• _GIVEN INSTRUCTION A_: Copy out, unchanged, the lines of the records from the line holding "red car, pixel" through the final line of the records, with both ends included.

• _SELECTED PASSAGE_:
───
It’s completely understandable that you may want to keep overhead costs manageable, there’s real danger in under investing in your business. Personnel in particular is an area in which it takes money to make money., Formidable as you may be, you’re not a one woman army and trying to manage too much on your own can lead to mistakes, muddled orders, long wait times and a whole host of other issues which do not make for happy repeat customers.

Moreover, the more you try and take on all the facets of running a restaurant by yourself or with a skeleton staff the more risk you take of burning out which will benefit nobody, least of all the customers on whom your business is reliant. Staffing issues lead to yet more mistakes, more long waits and more less than favorable reviews that don’t reflect the quality with which you want your brand to be associated.

You haven’t responded appropriately to bad reviews

Every small business dreads seeing bad reviews pop up on Google maps, Trip Advisor and the like. But the one thing you can’t afford to do in the face of a negative review is bury your head in the sand. A bad review is like an uncovered wound. The more you ignore it, the more chance there is that it can fester. There’s a correct way to deal with bad reviews which can at worst mitigate the damage and at worst turn a disgruntled customer into a happy and loyal brand advocate. Treat a bad review as a potential learning experience and use it to improve your service. Respond to it in a timely manner and invite your critic to give you a second chance on the house. Sure, your profit margin may take a slight hit, but if there’s a chance that the customer will return, it’s worth it.

You don’t incentivize repeat customers

Regular customers are great. You know what they like. They know what they like. They’re easy to deal with, they come in regularly and they tend to say lovely things about your business. But beware. Becoming overly reliant on your regulars can inhibit your growth and leave you in the lurch if they should move or simply start to frequent one of your competitors. Your customers could be the key to expanding your reach. Incentivize them to bring their friends and relatives with freebies or special discounts. Instigate a rewards policy where customers dine for free or get free drinks if they rack up enough visits.

Only by getting to the roots of the cause and meeting them head on can you bring an ailing restaurant back to full health.
───
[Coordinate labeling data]
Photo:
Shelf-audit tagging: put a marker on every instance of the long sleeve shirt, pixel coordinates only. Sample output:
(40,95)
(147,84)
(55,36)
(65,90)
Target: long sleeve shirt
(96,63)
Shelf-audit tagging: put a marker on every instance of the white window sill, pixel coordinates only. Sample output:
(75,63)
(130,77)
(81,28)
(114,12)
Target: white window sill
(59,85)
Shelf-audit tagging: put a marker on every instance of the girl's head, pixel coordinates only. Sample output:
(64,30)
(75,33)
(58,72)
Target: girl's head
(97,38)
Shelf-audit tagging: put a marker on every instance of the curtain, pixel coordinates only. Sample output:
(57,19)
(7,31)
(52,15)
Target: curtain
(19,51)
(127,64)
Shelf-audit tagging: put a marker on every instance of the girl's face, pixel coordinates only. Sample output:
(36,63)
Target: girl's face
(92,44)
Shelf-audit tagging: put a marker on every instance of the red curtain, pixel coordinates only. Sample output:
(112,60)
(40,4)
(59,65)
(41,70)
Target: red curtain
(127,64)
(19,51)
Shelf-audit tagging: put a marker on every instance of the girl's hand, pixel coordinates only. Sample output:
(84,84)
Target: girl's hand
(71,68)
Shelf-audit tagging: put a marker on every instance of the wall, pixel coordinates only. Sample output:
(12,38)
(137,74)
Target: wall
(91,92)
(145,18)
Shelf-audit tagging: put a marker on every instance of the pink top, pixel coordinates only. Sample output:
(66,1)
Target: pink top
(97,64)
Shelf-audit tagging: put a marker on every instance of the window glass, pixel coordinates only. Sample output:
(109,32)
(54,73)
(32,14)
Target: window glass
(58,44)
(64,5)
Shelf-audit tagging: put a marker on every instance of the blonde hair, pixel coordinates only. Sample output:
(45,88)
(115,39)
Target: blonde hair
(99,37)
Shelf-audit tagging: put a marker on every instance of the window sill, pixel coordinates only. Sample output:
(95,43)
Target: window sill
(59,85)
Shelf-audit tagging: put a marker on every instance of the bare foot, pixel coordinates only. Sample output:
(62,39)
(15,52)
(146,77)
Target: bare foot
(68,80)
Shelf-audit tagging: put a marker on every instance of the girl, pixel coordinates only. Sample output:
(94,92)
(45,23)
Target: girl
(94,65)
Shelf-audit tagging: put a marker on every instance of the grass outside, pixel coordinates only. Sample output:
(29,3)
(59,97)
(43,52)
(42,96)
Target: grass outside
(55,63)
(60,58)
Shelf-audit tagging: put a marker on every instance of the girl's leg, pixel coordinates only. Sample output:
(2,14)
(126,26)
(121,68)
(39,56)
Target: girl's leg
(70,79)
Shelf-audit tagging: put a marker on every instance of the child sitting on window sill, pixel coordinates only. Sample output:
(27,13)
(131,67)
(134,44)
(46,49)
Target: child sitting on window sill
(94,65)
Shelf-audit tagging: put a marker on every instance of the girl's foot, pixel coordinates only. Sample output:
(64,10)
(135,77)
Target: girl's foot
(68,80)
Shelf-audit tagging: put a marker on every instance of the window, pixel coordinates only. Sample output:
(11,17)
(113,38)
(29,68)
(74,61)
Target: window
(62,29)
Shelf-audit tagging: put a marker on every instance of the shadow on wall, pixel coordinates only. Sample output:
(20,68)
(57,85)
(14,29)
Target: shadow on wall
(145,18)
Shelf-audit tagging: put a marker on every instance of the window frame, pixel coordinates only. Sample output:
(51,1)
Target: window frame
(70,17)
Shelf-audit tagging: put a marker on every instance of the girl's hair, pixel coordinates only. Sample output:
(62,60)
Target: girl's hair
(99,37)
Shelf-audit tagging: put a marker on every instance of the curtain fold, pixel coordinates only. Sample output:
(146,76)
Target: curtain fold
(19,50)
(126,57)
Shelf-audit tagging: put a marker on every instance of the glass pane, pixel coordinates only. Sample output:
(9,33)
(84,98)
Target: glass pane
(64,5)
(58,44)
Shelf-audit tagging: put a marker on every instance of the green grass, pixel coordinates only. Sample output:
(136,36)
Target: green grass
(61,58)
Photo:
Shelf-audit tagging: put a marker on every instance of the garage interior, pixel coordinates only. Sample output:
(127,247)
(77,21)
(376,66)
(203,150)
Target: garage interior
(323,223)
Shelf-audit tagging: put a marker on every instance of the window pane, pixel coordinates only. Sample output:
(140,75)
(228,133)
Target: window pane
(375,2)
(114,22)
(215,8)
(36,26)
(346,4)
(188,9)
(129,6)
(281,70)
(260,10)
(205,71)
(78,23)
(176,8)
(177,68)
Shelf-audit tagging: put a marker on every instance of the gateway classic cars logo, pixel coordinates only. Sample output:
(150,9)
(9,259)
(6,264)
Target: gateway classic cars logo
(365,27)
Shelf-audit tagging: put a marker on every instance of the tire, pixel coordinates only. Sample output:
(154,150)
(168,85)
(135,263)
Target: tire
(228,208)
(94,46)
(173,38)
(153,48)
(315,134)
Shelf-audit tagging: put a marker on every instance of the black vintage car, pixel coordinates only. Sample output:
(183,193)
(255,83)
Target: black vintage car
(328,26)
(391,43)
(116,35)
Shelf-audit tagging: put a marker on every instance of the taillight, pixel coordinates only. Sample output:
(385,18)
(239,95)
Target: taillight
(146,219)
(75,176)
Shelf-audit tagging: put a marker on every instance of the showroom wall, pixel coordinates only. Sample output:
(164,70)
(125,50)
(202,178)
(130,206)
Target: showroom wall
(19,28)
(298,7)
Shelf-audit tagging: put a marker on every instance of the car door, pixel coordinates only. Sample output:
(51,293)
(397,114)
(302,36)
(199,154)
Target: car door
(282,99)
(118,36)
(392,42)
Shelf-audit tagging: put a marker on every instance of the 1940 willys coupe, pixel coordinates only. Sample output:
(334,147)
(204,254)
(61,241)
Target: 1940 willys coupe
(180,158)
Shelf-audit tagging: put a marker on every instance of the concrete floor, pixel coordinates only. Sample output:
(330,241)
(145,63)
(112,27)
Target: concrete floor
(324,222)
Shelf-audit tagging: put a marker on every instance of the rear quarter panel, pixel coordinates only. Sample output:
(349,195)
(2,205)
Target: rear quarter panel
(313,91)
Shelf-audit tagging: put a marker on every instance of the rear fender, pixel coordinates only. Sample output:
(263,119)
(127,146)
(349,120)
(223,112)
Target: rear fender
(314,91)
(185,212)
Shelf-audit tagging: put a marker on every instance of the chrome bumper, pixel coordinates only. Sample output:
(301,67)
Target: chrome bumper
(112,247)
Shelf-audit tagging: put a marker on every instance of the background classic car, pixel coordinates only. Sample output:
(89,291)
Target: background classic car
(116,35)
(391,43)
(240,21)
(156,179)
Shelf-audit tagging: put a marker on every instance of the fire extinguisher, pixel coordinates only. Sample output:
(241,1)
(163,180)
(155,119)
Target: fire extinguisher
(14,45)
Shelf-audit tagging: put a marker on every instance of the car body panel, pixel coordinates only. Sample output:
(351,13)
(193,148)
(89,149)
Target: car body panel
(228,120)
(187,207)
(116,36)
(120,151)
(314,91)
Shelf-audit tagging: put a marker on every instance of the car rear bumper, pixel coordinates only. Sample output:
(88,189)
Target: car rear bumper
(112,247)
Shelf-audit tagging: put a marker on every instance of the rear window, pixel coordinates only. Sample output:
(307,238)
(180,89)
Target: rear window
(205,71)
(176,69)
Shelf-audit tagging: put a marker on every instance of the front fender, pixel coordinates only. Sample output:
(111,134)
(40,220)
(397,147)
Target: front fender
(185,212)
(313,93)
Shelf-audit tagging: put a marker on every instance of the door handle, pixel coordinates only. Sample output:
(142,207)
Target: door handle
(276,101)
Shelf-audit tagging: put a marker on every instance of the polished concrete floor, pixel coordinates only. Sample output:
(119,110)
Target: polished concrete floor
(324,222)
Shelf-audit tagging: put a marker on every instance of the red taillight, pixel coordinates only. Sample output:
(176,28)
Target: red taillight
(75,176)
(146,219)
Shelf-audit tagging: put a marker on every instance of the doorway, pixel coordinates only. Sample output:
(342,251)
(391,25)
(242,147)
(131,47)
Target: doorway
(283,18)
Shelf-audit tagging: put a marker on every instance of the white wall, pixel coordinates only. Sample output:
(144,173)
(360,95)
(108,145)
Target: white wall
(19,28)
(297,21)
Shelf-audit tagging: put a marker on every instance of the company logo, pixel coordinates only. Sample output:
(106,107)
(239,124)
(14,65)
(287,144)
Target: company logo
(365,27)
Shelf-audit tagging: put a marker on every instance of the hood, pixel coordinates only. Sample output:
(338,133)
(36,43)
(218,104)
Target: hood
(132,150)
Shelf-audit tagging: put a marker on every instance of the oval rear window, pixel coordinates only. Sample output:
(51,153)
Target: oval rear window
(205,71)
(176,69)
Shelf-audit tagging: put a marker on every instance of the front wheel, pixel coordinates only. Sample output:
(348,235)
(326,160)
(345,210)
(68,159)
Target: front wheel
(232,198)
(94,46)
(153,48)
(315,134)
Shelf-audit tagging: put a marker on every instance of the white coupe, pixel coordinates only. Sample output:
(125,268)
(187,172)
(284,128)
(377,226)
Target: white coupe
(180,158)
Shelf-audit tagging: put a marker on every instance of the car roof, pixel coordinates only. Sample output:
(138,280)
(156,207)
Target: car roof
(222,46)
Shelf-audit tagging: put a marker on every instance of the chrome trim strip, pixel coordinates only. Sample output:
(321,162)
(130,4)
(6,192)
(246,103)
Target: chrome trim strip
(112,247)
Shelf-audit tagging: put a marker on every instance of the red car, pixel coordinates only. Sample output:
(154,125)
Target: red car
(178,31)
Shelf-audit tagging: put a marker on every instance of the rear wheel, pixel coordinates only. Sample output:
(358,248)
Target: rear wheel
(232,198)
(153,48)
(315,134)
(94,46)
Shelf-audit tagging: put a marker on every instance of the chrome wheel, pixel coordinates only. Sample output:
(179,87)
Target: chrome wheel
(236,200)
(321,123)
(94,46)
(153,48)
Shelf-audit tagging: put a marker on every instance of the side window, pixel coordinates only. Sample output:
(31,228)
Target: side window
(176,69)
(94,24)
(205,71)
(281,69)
───
• _GIVEN INSTRUCTION B_: According to the restaurant advice piece, what should you invite the author of a bad review to do?

• _CORRECT OUTPUT A_:
Shelf-audit tagging: put a marker on every instance of the red car, pixel coordinates only. Sample output:
(154,125)
Target: red car
(178,31)
Shelf-audit tagging: put a marker on every instance of the rear wheel, pixel coordinates only. Sample output:
(358,248)
Target: rear wheel
(232,198)
(153,48)
(315,134)
(94,46)
Shelf-audit tagging: put a marker on every instance of the chrome wheel, pixel coordinates only. Sample output:
(179,87)
Target: chrome wheel
(236,200)
(321,123)
(94,46)
(153,48)
Shelf-audit tagging: put a marker on every instance of the side window, pixel coordinates only. Sample output:
(31,228)
Target: side window
(176,69)
(94,24)
(205,71)
(281,69)

• _CORRECT OUTPUT B_: Give you a second chance on the house.